### [WHAT YOU WILL DO]
Continue the passage on machine-language addition from the point where it stops.

### [TEXT UNDER STUDY]
To make sure that things never get confused, always put in a CLC (CLear Carry) before any addition problems. Then the flag will go down before any addition and, if it is up afterward, we'll know that we need to add 256 to whatever is in the accumulator. We'll know that the accumulator holds the carry, not the total result.
One other point about the status register: there is another flag, the "decimal" flag. If you ever set this flag up (SED), all addition and subtraction is performed in a decimal mode in which the carry flag is set when addition exceeds 99. In this book, we are not going into the decimal mode at all, so it's a good precaution to put a CLear Decimal mode (CLD) instruction as the first instruction of any ML program you write. After you type CLD, the flag will be put down and the assembler will move on to ask for your next instruction, but all the arithmetic from then on will be as we are describing it.
Adding Numbers Larger Than 255
We have already discussed the idea of setting aside some memory cells as a table for data. All we do is make a note to ourselves that, say, $80 and $81 are declared a zone for our personal use as a storage area. Using a familiar example, let's think of this zone as the address that holds the address of a ball-like character for a game. As long as the addresses are not in ROM, or used by our program elsewhere, or used by the computer (see your computer's memory map), it's fine to declare any area a data zone. It is a good idea (especially with longer programs) to make notes on a piece of paper to show where you intend to have your subroutines, your main loop, your initialization, and all the miscellaneous data - names, messages for the screen, input from the keyboard, etc. This is one of those things that BASIC does for you automatically, but which you must do for yourself in ML.
When BASIC creates a string variable, it sets aside an area to store variables. This is what DIM does. In ML, you set aside your own areas by simply finding a safe and unused memory space and then not writing a part of your program into it. Part of your data zone can be special registers you declare to hold the results of addition or subtraction. You might make a note to yourself that $80 and $81 will hold the current address of the bouncing ball in your game. Since the ball is constantly in motion, this register will be changing all the time, depending on whether the ball hit a wall, a paddle, etc. Notice that you need two bytes for this register. That is because one byte could hold only a number from 0 to 255. Two bytes together, though, can hold a number up to 65535.
In fact, a two-byte register can address any cell in most microcomputers because most of us have machines with a total of 65536 memory cells (from zero to 65535). So if your ball is located (on your screen) at $8000 and you must move it down one, just change the ball-address register you have set up. If your screen has 40 columns, you would want to add 40 to this register.
The ball address register now looks like this: $0080 00 80 (remember that the higher, most significant byte, comes after the LSB, the least significant byte in the 6502's way of looking at pointers). We want it to be: $0080 28 80. (The 28 is hex for 40.) In other words, we're going to move the ball down one line on a 40-column screen.

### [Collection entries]
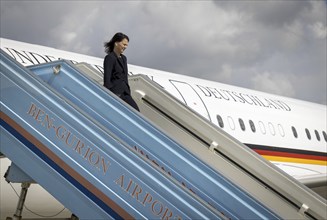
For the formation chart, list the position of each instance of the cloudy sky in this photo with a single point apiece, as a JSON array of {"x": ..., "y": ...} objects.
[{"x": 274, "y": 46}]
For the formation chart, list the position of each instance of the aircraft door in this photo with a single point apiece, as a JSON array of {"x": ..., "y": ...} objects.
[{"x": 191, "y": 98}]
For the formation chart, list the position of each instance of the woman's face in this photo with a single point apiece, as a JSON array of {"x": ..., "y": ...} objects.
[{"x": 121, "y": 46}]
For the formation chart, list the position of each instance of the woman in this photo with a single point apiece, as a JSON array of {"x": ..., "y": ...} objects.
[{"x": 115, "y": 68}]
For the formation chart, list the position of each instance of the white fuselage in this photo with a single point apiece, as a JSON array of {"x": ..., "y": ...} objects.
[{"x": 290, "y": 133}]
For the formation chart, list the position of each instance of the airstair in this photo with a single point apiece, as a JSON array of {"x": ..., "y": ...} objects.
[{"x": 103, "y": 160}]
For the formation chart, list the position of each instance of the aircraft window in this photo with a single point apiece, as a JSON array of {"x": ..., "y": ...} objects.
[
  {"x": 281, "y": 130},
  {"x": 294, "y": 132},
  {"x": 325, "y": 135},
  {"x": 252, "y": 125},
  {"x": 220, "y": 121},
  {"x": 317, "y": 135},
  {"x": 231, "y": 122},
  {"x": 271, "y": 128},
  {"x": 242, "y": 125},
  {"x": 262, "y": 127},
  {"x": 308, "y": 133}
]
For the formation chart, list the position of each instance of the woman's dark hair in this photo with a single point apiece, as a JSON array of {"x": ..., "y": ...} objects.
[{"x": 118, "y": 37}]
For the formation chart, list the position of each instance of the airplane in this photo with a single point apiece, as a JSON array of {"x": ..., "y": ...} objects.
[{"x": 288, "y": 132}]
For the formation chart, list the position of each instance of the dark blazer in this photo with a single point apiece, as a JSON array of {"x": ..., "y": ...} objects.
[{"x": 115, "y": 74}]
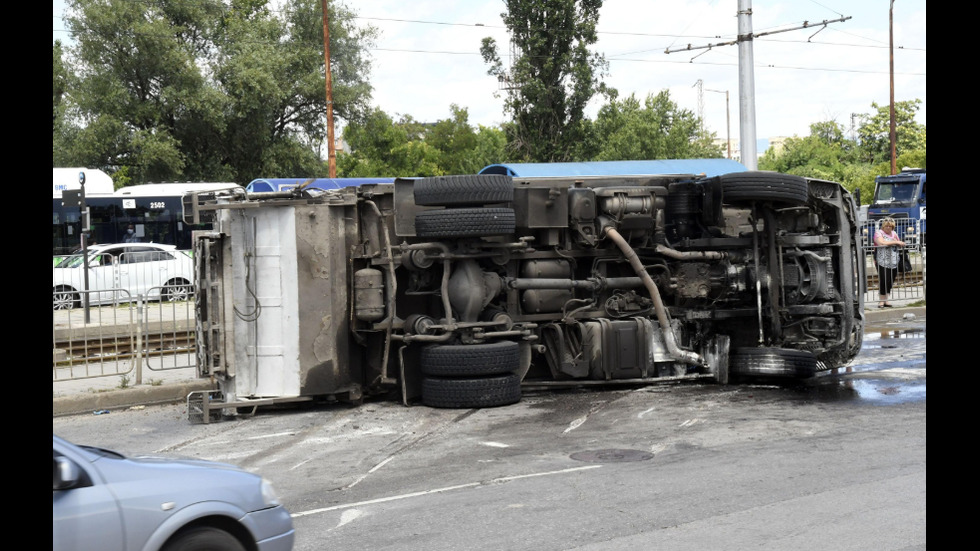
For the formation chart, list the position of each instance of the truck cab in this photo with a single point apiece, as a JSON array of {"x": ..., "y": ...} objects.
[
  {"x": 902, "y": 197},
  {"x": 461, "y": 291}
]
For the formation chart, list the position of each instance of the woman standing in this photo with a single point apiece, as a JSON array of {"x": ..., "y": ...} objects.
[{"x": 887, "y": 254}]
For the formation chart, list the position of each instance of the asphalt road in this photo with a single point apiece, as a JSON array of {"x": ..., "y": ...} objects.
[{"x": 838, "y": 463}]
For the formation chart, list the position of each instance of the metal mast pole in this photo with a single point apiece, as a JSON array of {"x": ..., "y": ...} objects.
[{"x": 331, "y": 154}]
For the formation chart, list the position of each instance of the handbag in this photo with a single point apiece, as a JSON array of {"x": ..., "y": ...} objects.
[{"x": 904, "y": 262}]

### [WRITTEN RESPONSE]
Remember the "indirect Y" addressing mode described in the previous chapter? It lets us use an address in zero page as a pointer to another address in memory. The number in the Y register is added to whatever address sits in 80,81, so we don't STA to $80 or $81, but rather to the address that they contain. STA ($80),Y or, using the simplified punctuation rules of the Simple Assembler: STA (80)Y.
Moving A Ball Down
How to add $28 to the ball address register? First of all, CLC, clear the carry to be sure that flag is down. To simplify our addition, we can set aside another special register which serves only to hold the $28 as a double-byte number all through the game: $4009 28 00. This is the size of one screen line in our 40-column computer and it won't change. Since it moves the ball down one screen line, it can be used equally well for a subtraction that would move the ball up one screen line as well. Now to add them together:
1000 CLC (1000
is our "add 40 to ball address" subroutine)
1001 LDA $80 (we fetch the LSB of ball address)
1003 ADC $4009 (LSB of our permanent screen line size)
1006 STA $80 (put the new result into the ball address)
1008 LDA $81 (get the MSB of ball address)
100A ADC $400A (add with carry to the MSB of screen value)
100D STA $81 (update the ball address MSB)
That's it. Any carry will automatically set the carry flag up during the ADC action on the LSB and will be added into the result when we ADC to the MSB. It's all quite similar to the way that we add ordinary decimal numbers, putting a carry onto the next column when we get more than a 10 in the first column. And this carrying is why we always CLC (clear the carry flag, putting it down) just before additions. If the carry is set, we could get the wrong answer if our problem did not result in a carry. Did the addition above cause a carry?
Note that we need not check for any carries during the MSB+MSB addition. Any carries resulting in a screen address greater than $FFFF (65535) would be impossible on our machines. The 6502 is permitted to address $FFFF tops, under normal conditions.
As you might expect, subtracting single-byte numbers is a snap:
results in a $40 being left in the accumulator. As before, though, it is good to make it a habit to deal with the carry flag before each calculation. When subtracting, however, you set the carry flag: SEC. Why is unimportant. Just always SEC before any subtractions, and your answers will be correct. Here's double subtracting that will move the ball up the screen one line instead of down one line:
$1020 SEC ($1020
is our "take 40 from ball address" subroutine)
1021 LDA $80 (get the LSB of ball address)
1023 SBC $4009 (LSB of our permanent screen line value)
1026 STA $80 (put the new result into the ball address)
1028 LDA $81 (get the MSB of ball address)
102A SBC $400A (subtract the MSB of screen value)
102D STA $81 (update the ball address MSB)
Multiplication And Division
Multiplying could be done by repeated adding. To multiply 5 x 4, you could just add 4+4+4+4+4. One way would be to set up two registers like the ones we used above, both containing 04, and then loop through the addition process five times. For practical purposes, though, multiplying and dividing are much more easily accomplished in BASIC. They simply are often not worth the trouble of setting up in ML, especially if you will need results involving decimal points (floating point arithmetic). Perhaps surprisingly, for the games and personal computing tasks where creating ML routines is useful, there is little use either for negative numbers or arithmetic beyond simple addition and subtraction.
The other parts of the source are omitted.